The data
===============
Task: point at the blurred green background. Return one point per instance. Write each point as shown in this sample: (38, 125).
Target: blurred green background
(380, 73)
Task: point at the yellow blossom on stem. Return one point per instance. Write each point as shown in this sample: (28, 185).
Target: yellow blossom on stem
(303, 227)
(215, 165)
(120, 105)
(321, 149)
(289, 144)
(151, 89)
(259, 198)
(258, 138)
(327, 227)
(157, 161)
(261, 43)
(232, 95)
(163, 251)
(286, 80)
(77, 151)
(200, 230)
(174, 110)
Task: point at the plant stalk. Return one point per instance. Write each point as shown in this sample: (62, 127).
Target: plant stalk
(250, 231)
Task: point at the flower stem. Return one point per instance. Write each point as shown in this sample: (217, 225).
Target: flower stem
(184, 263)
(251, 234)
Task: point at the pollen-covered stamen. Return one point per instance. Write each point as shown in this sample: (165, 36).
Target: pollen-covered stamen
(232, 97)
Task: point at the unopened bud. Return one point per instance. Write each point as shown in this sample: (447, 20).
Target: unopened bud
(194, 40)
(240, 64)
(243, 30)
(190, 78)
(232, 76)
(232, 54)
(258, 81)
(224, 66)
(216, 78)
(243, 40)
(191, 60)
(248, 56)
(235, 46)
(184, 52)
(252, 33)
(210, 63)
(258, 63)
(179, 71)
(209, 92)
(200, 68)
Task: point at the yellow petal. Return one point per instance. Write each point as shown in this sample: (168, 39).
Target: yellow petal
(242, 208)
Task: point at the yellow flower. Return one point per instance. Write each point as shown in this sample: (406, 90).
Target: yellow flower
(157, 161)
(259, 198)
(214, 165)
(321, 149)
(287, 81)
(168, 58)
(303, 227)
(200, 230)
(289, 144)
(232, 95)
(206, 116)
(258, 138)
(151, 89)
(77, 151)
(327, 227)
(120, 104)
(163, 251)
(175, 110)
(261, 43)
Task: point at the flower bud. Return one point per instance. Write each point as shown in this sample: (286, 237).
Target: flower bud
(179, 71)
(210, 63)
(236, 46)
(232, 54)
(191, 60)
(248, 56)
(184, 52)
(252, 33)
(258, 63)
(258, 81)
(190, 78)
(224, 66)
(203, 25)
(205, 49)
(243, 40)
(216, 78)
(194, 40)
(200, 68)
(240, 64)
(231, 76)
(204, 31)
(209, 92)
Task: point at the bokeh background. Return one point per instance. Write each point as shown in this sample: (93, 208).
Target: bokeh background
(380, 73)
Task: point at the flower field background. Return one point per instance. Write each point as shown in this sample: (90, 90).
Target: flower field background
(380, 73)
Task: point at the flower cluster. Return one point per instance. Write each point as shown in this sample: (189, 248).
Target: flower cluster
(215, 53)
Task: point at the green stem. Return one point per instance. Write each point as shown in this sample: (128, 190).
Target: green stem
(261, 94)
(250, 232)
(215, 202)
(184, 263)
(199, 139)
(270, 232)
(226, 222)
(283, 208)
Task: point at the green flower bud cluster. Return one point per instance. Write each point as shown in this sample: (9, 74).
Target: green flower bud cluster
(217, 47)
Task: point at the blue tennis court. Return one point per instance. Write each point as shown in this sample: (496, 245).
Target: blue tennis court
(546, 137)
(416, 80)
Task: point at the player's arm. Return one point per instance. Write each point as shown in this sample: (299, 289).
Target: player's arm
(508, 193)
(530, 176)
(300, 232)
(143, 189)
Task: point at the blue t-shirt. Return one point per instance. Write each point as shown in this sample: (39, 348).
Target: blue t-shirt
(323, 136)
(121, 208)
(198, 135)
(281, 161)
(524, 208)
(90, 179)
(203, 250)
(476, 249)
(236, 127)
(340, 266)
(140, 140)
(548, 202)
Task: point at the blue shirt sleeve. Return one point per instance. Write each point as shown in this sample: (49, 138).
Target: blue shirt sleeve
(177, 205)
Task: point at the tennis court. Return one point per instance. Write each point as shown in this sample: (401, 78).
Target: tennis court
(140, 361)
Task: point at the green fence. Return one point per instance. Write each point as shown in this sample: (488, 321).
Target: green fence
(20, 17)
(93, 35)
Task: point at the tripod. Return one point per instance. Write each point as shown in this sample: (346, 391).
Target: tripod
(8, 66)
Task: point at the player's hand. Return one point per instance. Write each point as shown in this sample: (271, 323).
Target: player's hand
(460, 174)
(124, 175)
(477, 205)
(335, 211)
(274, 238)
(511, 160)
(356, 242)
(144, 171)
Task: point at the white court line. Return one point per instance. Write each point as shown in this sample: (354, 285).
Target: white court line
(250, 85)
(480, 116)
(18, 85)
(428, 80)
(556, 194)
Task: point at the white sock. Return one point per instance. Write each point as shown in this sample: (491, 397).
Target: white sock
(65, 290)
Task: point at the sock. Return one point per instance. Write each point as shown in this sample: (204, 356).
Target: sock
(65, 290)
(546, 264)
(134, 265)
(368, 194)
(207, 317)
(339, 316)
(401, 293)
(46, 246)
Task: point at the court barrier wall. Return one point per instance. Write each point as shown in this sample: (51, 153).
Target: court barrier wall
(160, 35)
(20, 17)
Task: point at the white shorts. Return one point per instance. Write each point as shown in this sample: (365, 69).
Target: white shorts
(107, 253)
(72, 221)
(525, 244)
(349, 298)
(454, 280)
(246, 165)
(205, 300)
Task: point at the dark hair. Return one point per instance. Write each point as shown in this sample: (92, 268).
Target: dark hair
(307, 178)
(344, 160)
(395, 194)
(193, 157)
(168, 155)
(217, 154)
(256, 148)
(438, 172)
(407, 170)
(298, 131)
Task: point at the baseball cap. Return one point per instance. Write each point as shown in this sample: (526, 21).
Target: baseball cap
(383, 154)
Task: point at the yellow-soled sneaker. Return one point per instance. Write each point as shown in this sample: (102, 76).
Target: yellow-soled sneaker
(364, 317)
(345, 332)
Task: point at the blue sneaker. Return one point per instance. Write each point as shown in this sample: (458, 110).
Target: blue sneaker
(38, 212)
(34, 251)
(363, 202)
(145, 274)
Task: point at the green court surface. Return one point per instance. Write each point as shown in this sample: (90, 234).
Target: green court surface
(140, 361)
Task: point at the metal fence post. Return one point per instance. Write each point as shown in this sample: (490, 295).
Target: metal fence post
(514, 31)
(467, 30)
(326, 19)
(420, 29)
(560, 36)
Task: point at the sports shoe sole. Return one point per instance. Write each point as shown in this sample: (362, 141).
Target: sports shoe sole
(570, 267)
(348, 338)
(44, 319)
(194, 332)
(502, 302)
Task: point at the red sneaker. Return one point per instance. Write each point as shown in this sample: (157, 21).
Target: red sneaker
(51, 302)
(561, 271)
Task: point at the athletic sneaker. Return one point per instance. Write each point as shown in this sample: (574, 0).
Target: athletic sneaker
===============
The problem
Return every record above exactly as it appears.

Answer for this exercise
Task: point at the blurred green background. Return one point per instance. Write each point as shown in this sample: (38, 125).
Target: blurred green background
(380, 73)
Task: point at the yellow blossom on stem. Return one point per instance. Write each point as shown in this sample: (28, 185).
Target: yellow blossom on stem
(303, 227)
(215, 165)
(120, 105)
(321, 149)
(289, 144)
(151, 89)
(259, 198)
(258, 138)
(327, 227)
(157, 161)
(261, 43)
(232, 95)
(163, 251)
(286, 80)
(77, 151)
(200, 230)
(174, 110)
Task: point at the plant stalk. Return one point per instance. Write each point as shown in this sample: (62, 127).
Target: plant stalk
(250, 231)
Task: point at the flower stem. Return one point per instance. Write each point as shown in this sample: (217, 225).
Target: flower stem
(184, 263)
(251, 234)
Task: point at the pollen-covered stamen. Return one point per instance. Write each point as shown in this sample: (165, 36).
Target: pollen-covered stamen
(232, 97)
Task: point at the unopened bud. Return one point per instance. Write each point as shown in this sample: (447, 20).
Target: unopened bud
(194, 40)
(240, 64)
(243, 30)
(190, 78)
(232, 76)
(232, 54)
(258, 81)
(224, 66)
(216, 78)
(243, 40)
(191, 60)
(248, 56)
(235, 46)
(184, 52)
(252, 33)
(210, 63)
(258, 63)
(179, 71)
(209, 92)
(200, 68)
Task: point at the yellow petal. Return one point per instance. Write each point as shown in this sample: (168, 39).
Target: yellow petal
(242, 208)
Task: point at the yellow flower. Return one point per instance. Write each point as shown in this sample: (406, 90).
Target: yellow flower
(157, 161)
(259, 198)
(214, 165)
(321, 149)
(287, 81)
(168, 58)
(303, 227)
(200, 230)
(289, 144)
(232, 95)
(206, 116)
(258, 138)
(151, 89)
(77, 151)
(327, 227)
(120, 104)
(163, 251)
(175, 110)
(261, 43)
Task: point at the flower bud. Return one point per instance. Write each point as shown in this sample: (286, 237).
Target: flower bud
(179, 71)
(210, 63)
(236, 46)
(232, 54)
(191, 60)
(248, 56)
(184, 52)
(252, 33)
(258, 63)
(258, 81)
(190, 78)
(224, 66)
(203, 25)
(205, 49)
(243, 40)
(216, 78)
(194, 40)
(200, 68)
(240, 64)
(231, 76)
(204, 31)
(209, 92)
Task: point at the bokeh background. Return one point per instance. Write each point as shown in this sample: (93, 208).
Target: bokeh background
(380, 73)
Task: point at the flower field background. Return one point per instance. Write each point as shown in this sample: (90, 90).
Target: flower field background
(380, 73)
Task: point at the flower cluster. Return one point per instance. Write each point as shown in this sample: (189, 248).
Target: flower cluster
(215, 53)
Task: point at the green stem. Return one point per instance. Write each point as shown in this sample: (128, 190).
Target: green stem
(261, 94)
(250, 232)
(215, 202)
(184, 263)
(199, 139)
(270, 232)
(226, 222)
(283, 208)
Task: point at the green flower bud cluster. Return one point per instance. Write each point as shown in this sample: (9, 74).
Target: green flower bud cluster
(217, 47)
Task: point at the blue tennis court. Return one point per instance. Write each point as shown in this sample: (496, 245).
Target: blue tennis court
(546, 137)
(416, 80)
Task: point at the player's arm. Return one point per instance. Write each point as shown in this sample: (299, 289).
Target: player's arm
(508, 193)
(530, 176)
(300, 232)
(143, 189)
Task: point at the blue t-shirt. Return one point per instance. Write each point as shown in this sample: (39, 348).
Target: blue t-shirt
(323, 136)
(121, 208)
(198, 135)
(281, 161)
(524, 208)
(90, 179)
(203, 250)
(476, 249)
(236, 127)
(340, 266)
(140, 140)
(548, 202)
Task: point at the blue shirt sleeve. Return one point per instance. Write each point as shown in this sample: (49, 138).
Target: blue shirt sleeve
(177, 205)
Task: point at the tennis court. Return one point per instance. Write each point as shown in this sample: (401, 78).
Target: tennis court
(140, 361)
Task: point at the green fence. Return one point per instance. Write each point as shown in this sample: (488, 321).
Target: green fence
(20, 17)
(93, 35)
Task: point at the tripod. Return one point per instance. Write each point as shown in this sample: (346, 391).
Target: tripod
(8, 66)
Task: point at the player's hand. Return one point per instance. Write each point as shown in this sample: (271, 323).
Target: player's hand
(460, 174)
(124, 175)
(477, 205)
(335, 211)
(274, 238)
(511, 160)
(356, 242)
(144, 171)
Task: point at the white court line. Return one point per instance. Write each point as shown in this sample: (354, 285).
Target: white court line
(250, 85)
(480, 116)
(18, 85)
(428, 80)
(556, 194)
Task: point at the white sock. Return one point per instance. Write each point as shown in this sample: (491, 397).
Target: white sock
(65, 290)
Task: point at the sock. Return one point per instance. Write each point as shown in this sample: (204, 356).
Target: sock
(65, 290)
(546, 264)
(134, 265)
(368, 194)
(207, 317)
(339, 316)
(401, 293)
(46, 246)
Task: point at the court barrier wall. Return one point per instance. Write each point as shown in this sample: (51, 153).
Target: court barrier wall
(160, 35)
(20, 17)
Task: point at the white shorts. Return one point per instance. Write each point as shown in this sample: (365, 69).
Target: white shorts
(107, 253)
(72, 221)
(525, 244)
(349, 298)
(454, 280)
(246, 165)
(205, 300)
Task: point at the dark hair. Return one point per instance. Write each point as shown in this sample: (92, 268).
Target: dark hair
(307, 178)
(344, 160)
(395, 194)
(193, 157)
(168, 155)
(217, 154)
(256, 148)
(438, 172)
(407, 170)
(298, 131)
Task: point at the baseball cap. Return one point per instance. Write each point as shown in this sample: (526, 21).
Target: baseball cap
(383, 154)
Task: point at the yellow-soled sneaker. Return one point per instance. Write each point as shown in this sample: (102, 76).
Target: yellow-soled sneaker
(364, 317)
(345, 332)
Task: point at the blue sneaker. Return one point per instance. Write each point as shown in this sample: (458, 110).
Target: blue sneaker
(38, 212)
(34, 251)
(363, 202)
(145, 274)
Task: point at the green court surface. Return one point per instance. Write each point as shown in this sample: (90, 234).
Target: green court surface
(140, 361)
Task: point at the metal fence post. Return one point per instance. Write each point as shown in this sample: (490, 295).
Target: metal fence post
(514, 31)
(467, 30)
(326, 19)
(420, 29)
(560, 36)
Task: point at the sports shoe sole. Return one point per instance. Write each point as shown in this sample: (362, 141).
Target: sports shoe sole
(570, 267)
(348, 338)
(44, 319)
(194, 332)
(502, 302)
Task: point at the red sneaker. Return one point per instance. Write each point as shown in this sample: (157, 21).
Target: red sneaker
(51, 302)
(561, 271)
Task: point at the athletic sneaker. Return one point per instance. Write each point as shown in this sample: (574, 0).
Target: athletic sneaker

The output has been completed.